• _Task prompt_: Set down, please, without alteration, the lines of the entries below from the first through the one containing "written like <point>1,453</point>.".

[Region pointing data]
+ + + + + + +
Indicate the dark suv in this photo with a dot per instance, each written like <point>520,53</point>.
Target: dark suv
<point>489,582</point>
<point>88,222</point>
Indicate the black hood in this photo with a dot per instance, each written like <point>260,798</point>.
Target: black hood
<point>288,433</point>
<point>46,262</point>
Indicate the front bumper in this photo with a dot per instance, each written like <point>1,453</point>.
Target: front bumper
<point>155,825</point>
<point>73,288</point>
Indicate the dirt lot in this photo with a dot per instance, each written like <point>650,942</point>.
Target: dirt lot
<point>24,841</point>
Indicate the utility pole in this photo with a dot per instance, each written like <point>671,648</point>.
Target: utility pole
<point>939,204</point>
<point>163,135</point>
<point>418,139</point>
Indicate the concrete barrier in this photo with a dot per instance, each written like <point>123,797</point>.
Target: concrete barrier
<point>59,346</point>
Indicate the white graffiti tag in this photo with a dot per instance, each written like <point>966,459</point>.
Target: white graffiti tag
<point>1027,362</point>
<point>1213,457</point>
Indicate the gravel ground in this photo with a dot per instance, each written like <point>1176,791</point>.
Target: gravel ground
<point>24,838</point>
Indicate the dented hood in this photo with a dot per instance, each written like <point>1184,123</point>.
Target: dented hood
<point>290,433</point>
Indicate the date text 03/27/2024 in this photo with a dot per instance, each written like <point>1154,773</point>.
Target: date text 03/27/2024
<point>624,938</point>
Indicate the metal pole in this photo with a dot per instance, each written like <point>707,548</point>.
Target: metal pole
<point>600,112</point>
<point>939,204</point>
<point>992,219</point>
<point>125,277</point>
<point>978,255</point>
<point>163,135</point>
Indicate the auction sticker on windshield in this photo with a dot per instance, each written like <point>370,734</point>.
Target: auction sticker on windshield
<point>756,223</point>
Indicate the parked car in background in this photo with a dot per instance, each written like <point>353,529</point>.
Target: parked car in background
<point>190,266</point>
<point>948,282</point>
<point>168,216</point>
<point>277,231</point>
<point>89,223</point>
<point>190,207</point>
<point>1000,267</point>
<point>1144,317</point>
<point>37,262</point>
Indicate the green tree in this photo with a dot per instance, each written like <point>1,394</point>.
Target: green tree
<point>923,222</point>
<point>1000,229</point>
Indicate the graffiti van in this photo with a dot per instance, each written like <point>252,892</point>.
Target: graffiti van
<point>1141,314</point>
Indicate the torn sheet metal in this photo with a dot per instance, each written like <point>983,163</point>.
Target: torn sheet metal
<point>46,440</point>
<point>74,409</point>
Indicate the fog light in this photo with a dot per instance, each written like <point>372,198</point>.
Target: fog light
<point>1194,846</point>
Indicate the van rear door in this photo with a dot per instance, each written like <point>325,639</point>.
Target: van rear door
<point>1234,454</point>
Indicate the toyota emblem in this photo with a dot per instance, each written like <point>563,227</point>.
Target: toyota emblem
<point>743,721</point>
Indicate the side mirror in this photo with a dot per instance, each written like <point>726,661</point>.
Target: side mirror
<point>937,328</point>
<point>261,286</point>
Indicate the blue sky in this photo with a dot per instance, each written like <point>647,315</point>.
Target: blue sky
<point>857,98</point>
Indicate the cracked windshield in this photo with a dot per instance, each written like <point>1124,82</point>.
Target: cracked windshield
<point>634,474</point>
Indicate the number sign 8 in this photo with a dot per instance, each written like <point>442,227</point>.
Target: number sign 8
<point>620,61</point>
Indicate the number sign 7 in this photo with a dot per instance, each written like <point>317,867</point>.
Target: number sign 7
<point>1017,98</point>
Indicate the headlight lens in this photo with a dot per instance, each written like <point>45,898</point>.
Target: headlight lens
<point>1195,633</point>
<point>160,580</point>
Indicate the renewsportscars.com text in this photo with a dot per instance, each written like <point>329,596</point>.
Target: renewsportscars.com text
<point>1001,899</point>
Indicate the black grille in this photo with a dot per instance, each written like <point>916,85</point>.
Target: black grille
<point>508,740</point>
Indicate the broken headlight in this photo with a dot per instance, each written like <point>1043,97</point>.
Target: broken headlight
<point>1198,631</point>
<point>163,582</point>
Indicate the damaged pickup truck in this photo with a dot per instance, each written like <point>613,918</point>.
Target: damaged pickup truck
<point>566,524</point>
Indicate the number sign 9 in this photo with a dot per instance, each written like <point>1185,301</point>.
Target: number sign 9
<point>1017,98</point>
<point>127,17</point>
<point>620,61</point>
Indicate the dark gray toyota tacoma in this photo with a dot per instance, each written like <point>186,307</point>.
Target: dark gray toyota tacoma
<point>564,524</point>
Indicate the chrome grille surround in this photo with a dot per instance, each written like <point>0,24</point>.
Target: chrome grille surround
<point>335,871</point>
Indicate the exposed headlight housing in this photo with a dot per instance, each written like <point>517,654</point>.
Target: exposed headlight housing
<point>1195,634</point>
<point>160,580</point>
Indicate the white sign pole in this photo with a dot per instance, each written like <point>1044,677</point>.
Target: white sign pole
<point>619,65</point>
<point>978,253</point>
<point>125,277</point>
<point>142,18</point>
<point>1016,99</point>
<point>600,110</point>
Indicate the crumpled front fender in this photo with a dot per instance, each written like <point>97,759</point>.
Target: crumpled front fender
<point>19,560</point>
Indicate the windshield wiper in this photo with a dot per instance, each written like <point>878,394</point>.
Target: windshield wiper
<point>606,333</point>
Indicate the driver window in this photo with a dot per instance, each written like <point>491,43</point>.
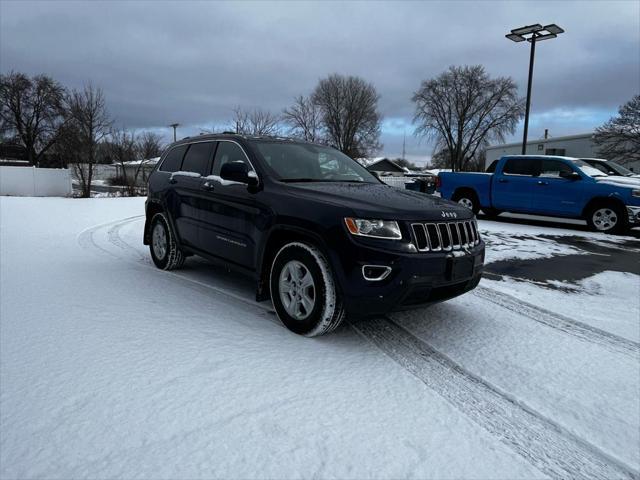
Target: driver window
<point>601,167</point>
<point>553,168</point>
<point>228,152</point>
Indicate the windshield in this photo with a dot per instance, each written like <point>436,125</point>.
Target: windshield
<point>305,162</point>
<point>588,169</point>
<point>619,169</point>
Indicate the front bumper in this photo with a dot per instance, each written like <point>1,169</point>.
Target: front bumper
<point>634,215</point>
<point>415,280</point>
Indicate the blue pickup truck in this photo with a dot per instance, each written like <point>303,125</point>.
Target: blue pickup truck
<point>548,185</point>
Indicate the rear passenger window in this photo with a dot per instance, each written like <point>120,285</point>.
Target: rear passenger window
<point>228,152</point>
<point>173,160</point>
<point>552,168</point>
<point>520,166</point>
<point>197,158</point>
<point>492,168</point>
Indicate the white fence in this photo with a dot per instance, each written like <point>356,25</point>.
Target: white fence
<point>399,182</point>
<point>35,182</point>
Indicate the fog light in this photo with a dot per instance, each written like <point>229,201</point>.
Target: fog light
<point>375,273</point>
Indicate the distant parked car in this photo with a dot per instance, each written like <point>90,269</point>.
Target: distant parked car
<point>549,185</point>
<point>610,168</point>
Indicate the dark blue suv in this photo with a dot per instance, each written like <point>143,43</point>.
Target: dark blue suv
<point>320,234</point>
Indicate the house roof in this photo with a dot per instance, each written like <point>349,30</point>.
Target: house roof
<point>542,140</point>
<point>386,165</point>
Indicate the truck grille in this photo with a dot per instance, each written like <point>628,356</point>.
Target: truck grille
<point>445,236</point>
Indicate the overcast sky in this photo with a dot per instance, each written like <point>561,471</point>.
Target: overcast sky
<point>160,62</point>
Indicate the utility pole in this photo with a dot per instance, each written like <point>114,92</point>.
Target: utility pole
<point>532,34</point>
<point>175,126</point>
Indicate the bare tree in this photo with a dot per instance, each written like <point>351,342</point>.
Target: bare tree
<point>304,119</point>
<point>149,145</point>
<point>348,109</point>
<point>88,117</point>
<point>619,138</point>
<point>255,122</point>
<point>124,152</point>
<point>32,109</point>
<point>463,109</point>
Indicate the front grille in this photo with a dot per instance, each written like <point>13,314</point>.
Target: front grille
<point>436,236</point>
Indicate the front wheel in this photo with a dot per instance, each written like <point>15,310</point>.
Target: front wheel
<point>606,218</point>
<point>303,290</point>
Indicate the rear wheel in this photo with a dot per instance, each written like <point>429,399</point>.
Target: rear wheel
<point>606,218</point>
<point>164,250</point>
<point>303,290</point>
<point>468,199</point>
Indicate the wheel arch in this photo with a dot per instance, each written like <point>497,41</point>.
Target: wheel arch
<point>458,192</point>
<point>609,200</point>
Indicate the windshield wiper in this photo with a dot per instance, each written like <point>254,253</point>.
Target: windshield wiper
<point>302,179</point>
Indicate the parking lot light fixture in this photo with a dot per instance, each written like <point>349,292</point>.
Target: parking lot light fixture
<point>532,34</point>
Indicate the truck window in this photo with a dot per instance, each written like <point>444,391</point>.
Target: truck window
<point>492,168</point>
<point>553,168</point>
<point>521,166</point>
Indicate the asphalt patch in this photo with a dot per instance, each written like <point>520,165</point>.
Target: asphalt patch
<point>600,256</point>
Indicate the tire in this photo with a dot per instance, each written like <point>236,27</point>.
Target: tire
<point>168,257</point>
<point>467,198</point>
<point>303,290</point>
<point>607,218</point>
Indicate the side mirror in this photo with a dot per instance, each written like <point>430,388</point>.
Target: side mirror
<point>238,172</point>
<point>570,175</point>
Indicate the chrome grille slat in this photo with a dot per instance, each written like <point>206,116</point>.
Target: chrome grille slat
<point>445,236</point>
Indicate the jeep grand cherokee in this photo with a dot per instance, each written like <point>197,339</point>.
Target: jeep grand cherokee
<point>320,234</point>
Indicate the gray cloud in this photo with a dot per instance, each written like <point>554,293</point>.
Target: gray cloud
<point>192,62</point>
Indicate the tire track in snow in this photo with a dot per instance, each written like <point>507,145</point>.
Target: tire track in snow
<point>86,239</point>
<point>580,330</point>
<point>546,445</point>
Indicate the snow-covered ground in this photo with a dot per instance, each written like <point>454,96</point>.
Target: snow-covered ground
<point>110,368</point>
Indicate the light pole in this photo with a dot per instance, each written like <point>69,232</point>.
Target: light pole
<point>532,34</point>
<point>175,126</point>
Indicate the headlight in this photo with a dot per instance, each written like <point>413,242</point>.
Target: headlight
<point>388,229</point>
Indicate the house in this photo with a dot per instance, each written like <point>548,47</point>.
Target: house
<point>387,168</point>
<point>140,169</point>
<point>579,146</point>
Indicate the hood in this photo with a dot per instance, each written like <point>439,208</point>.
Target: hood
<point>628,182</point>
<point>381,201</point>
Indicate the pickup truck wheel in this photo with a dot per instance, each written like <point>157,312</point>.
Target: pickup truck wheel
<point>303,290</point>
<point>467,199</point>
<point>164,250</point>
<point>606,218</point>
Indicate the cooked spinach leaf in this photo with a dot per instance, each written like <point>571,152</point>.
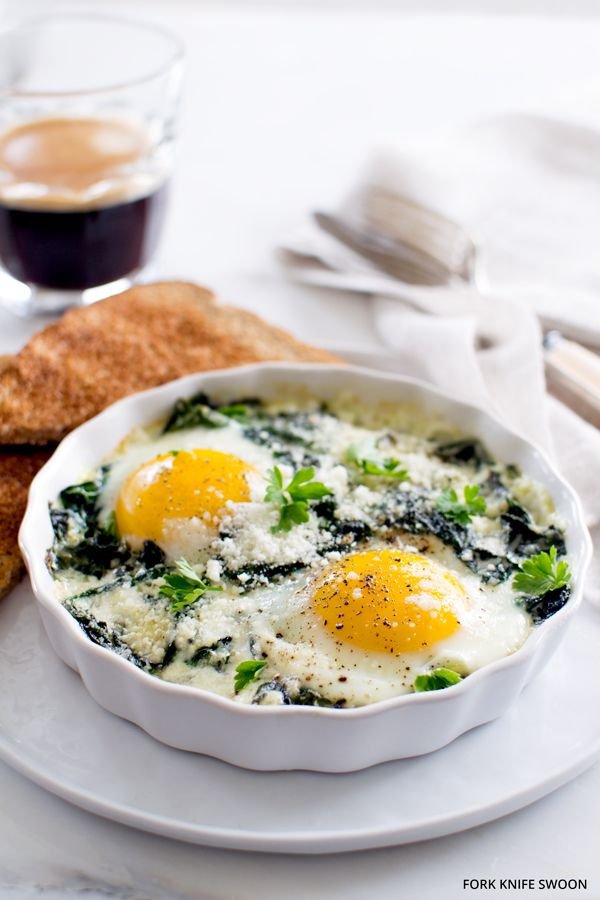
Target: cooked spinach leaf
<point>246,672</point>
<point>541,608</point>
<point>197,411</point>
<point>216,655</point>
<point>463,452</point>
<point>100,633</point>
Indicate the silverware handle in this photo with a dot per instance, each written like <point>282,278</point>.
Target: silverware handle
<point>573,374</point>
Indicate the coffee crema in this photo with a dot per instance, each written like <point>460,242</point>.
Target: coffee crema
<point>80,205</point>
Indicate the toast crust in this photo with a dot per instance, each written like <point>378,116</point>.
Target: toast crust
<point>17,469</point>
<point>146,336</point>
<point>92,356</point>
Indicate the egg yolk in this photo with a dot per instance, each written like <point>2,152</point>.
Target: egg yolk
<point>180,484</point>
<point>388,601</point>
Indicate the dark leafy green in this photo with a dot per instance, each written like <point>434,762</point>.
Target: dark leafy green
<point>246,672</point>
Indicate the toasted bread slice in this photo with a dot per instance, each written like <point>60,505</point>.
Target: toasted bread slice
<point>143,337</point>
<point>17,469</point>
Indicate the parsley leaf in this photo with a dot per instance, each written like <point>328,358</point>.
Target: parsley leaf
<point>372,463</point>
<point>542,573</point>
<point>246,672</point>
<point>183,587</point>
<point>462,513</point>
<point>436,680</point>
<point>293,498</point>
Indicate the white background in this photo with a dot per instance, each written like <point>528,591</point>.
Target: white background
<point>283,103</point>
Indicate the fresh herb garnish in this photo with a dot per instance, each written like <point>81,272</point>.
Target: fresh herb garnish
<point>246,672</point>
<point>372,463</point>
<point>462,512</point>
<point>436,680</point>
<point>292,499</point>
<point>184,586</point>
<point>542,573</point>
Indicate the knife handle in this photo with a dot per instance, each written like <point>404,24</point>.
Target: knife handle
<point>573,374</point>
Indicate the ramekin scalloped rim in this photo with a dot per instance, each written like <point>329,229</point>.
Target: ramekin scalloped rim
<point>272,738</point>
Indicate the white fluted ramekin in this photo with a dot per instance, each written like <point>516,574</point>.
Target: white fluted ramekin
<point>292,737</point>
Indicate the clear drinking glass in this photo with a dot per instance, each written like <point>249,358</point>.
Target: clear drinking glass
+ + + + + + +
• _Answer to this task_:
Indicate the dark suv in this photo with a dot per instance, each written like <point>520,53</point>.
Target: dark suv
<point>489,582</point>
<point>88,222</point>
Indicate the black hood in this photo with a dot per instance, each written like <point>260,798</point>.
Target: black hood
<point>288,433</point>
<point>46,262</point>
Indicate the front bumper in this photo with a dot per instance, each written like <point>1,453</point>.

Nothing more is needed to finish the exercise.